§ Listing:

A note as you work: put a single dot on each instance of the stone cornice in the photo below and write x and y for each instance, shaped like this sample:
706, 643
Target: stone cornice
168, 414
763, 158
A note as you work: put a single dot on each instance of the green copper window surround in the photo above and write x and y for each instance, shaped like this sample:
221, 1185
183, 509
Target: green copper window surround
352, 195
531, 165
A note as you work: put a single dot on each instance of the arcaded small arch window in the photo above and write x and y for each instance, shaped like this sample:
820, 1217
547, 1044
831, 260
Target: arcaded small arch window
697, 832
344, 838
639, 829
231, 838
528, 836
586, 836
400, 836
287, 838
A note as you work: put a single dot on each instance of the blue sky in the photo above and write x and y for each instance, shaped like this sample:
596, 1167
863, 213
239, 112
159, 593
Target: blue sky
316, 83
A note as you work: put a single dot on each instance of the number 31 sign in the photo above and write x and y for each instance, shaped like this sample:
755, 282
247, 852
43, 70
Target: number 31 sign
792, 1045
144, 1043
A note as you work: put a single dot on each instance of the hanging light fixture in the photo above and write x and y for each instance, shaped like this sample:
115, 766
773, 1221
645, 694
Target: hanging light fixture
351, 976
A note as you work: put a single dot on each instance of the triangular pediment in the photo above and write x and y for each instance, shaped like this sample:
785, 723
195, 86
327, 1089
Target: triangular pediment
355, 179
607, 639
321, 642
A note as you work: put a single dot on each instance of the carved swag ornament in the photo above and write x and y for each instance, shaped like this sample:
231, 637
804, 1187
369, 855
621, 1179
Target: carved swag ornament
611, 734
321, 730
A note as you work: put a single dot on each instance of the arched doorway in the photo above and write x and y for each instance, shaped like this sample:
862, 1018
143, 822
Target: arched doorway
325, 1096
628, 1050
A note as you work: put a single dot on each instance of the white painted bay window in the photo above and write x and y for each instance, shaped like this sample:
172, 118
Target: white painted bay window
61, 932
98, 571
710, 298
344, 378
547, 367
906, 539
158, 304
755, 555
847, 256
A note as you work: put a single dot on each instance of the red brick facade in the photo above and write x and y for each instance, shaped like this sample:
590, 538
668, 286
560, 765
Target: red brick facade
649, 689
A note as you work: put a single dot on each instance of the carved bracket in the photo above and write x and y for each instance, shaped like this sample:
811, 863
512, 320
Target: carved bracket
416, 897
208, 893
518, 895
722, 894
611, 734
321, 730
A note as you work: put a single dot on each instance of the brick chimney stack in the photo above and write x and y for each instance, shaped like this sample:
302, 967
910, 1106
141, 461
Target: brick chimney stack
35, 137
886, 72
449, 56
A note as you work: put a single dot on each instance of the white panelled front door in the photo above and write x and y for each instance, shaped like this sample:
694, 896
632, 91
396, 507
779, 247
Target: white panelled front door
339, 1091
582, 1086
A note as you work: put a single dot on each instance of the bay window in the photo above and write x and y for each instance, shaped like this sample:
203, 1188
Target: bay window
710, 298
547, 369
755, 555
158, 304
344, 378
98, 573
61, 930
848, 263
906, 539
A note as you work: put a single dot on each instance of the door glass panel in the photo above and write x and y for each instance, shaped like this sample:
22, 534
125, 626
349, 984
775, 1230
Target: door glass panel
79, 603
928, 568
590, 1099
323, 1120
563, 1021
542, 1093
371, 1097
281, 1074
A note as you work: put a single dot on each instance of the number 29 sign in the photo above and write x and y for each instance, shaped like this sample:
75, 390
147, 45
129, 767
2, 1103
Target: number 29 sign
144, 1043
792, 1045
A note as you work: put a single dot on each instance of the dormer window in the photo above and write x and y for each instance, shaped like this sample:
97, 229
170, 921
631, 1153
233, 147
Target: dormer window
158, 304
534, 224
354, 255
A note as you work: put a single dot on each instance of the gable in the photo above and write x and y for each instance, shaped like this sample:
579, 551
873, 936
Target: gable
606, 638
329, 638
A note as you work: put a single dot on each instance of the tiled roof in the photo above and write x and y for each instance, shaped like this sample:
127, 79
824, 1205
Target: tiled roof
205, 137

§ What you need to do: Replace "Target" with "Object" throughout the rows above and write them out again, leaving every other word unchanged.

§ Result for this exercise:
A note as you work: put a single dot on each instance of the stone cornice in the photo below and write x and y for each instance, shaped like this sample:
706, 643
Object: stone cornice
168, 414
763, 158
A note as you work: put a single dot on each instance of the green copper window surround in the photo above and write x and y for each instance, shaped like this sample:
221, 1185
183, 509
Object: green copper window surround
352, 195
531, 165
A note as you work: put a single dot on each instance of the arcaded small arch window in the photo above and write x and y for each instance, shaped like this sample:
820, 1217
547, 1044
831, 260
Object: arcaded small arch window
697, 832
344, 838
639, 829
231, 838
528, 836
586, 836
400, 836
287, 838
A note as you work: put a single dot on each instance of the blue sky in the photo above and write x and y for each instance, shaped like this sample:
596, 1167
863, 213
239, 112
159, 593
Object: blue sky
316, 83
A note as you work: put a single dot on each instance of the number 31 sign in the photo above and write x and y for each instance, shaped like this sample:
755, 282
247, 852
43, 70
Object: number 31 sign
792, 1045
144, 1043
A note as you work: put a single dot on each instance of the hanging light fixture in the photo above and write x and y for each instance, shaped like this sample:
115, 766
773, 1221
645, 694
Object: hanging light fixture
351, 976
A note as you work: put a single dot on each instance of the triangular pediment in the photo above and write x and y for each instance, shaped like this sample:
785, 723
195, 86
327, 1089
Object: triangular pediment
355, 179
607, 639
321, 642
A note as you work: put a single dot on each instance of the carved swag ornament in the photo above and write x and y for each instance, shaped like this sample:
231, 637
804, 1187
369, 855
621, 1179
Object: carved swag ornament
611, 734
321, 730
A note as you work: put a single dot on each instance of the arched doorway in the photo above and write x and y for each instance, shaped like this sample:
862, 1018
143, 822
Object: arched doorway
325, 1096
628, 1050
A note as you work: put a single dot on each instance of the white painted bay window in the photo above and write x and y for each instance, shaped like this sample:
172, 118
Object: white painted bay window
61, 932
98, 571
710, 298
344, 378
547, 367
906, 539
158, 304
755, 555
847, 256
A note as you work: put a single dot on each instance of the red brick facade in the photo above and write x and y for each instance, shaped like this sample:
590, 538
668, 286
560, 765
Object: red brick facade
649, 689
A note as you work: put a single dot on each instance of the carved bracket in the photo above and write x and y for each instance, shaped like this sample:
811, 863
512, 320
Object: carved bracket
416, 897
208, 893
518, 895
722, 894
611, 734
321, 730
A note as you work: put a single dot on each instance of the brick chimney stack in the photo above and write x and y for each instance, shaped like this sample:
302, 967
910, 1106
141, 461
Object: brick chimney stack
35, 137
886, 72
449, 56
A note as you work: put a single dot on each instance of the white panelled front door in the photo above and write x and y for each instance, shaped like this sample:
694, 896
632, 91
396, 507
779, 247
Object: white panelled front door
339, 1091
582, 1086
A note as you work: put a single dot on each instance of the bay window in the photo above and write x and y for each instance, shaped like this sample:
203, 1188
Object: bay window
710, 298
547, 369
755, 555
158, 304
344, 378
98, 573
61, 930
848, 263
906, 539
A note as you work: put a single dot on each instance of the door glass panel in the photo above and write x and y for each instance, shaped like this sample:
22, 534
125, 626
349, 984
775, 1230
Object: door glass panel
79, 603
928, 568
590, 1099
323, 1120
563, 1021
542, 1093
371, 1097
281, 1074
A note as you work: put a single dot on each instance of the number 29 sign in the photo above and write x and y for each instance, shaped like this sample:
75, 390
147, 45
129, 767
2, 1103
Object: number 29 sign
144, 1043
792, 1045
A note as you work: put a single dot on each instance of the dormer window in the photo above and write x and y for each instance, shaped like this sample:
97, 229
170, 921
631, 1153
233, 147
Object: dormer window
158, 304
534, 224
354, 255
A note as you work: put a single dot on each instance of the gable in the photo above and write x and y for each instance, shaped like this sample:
579, 551
873, 936
Object: gable
606, 638
329, 638
A note as you work: put a single dot on each instance of the tiled roof in the photo above and write x and y for each instance, shaped like this sample:
127, 79
824, 1205
Object: tiled roof
205, 137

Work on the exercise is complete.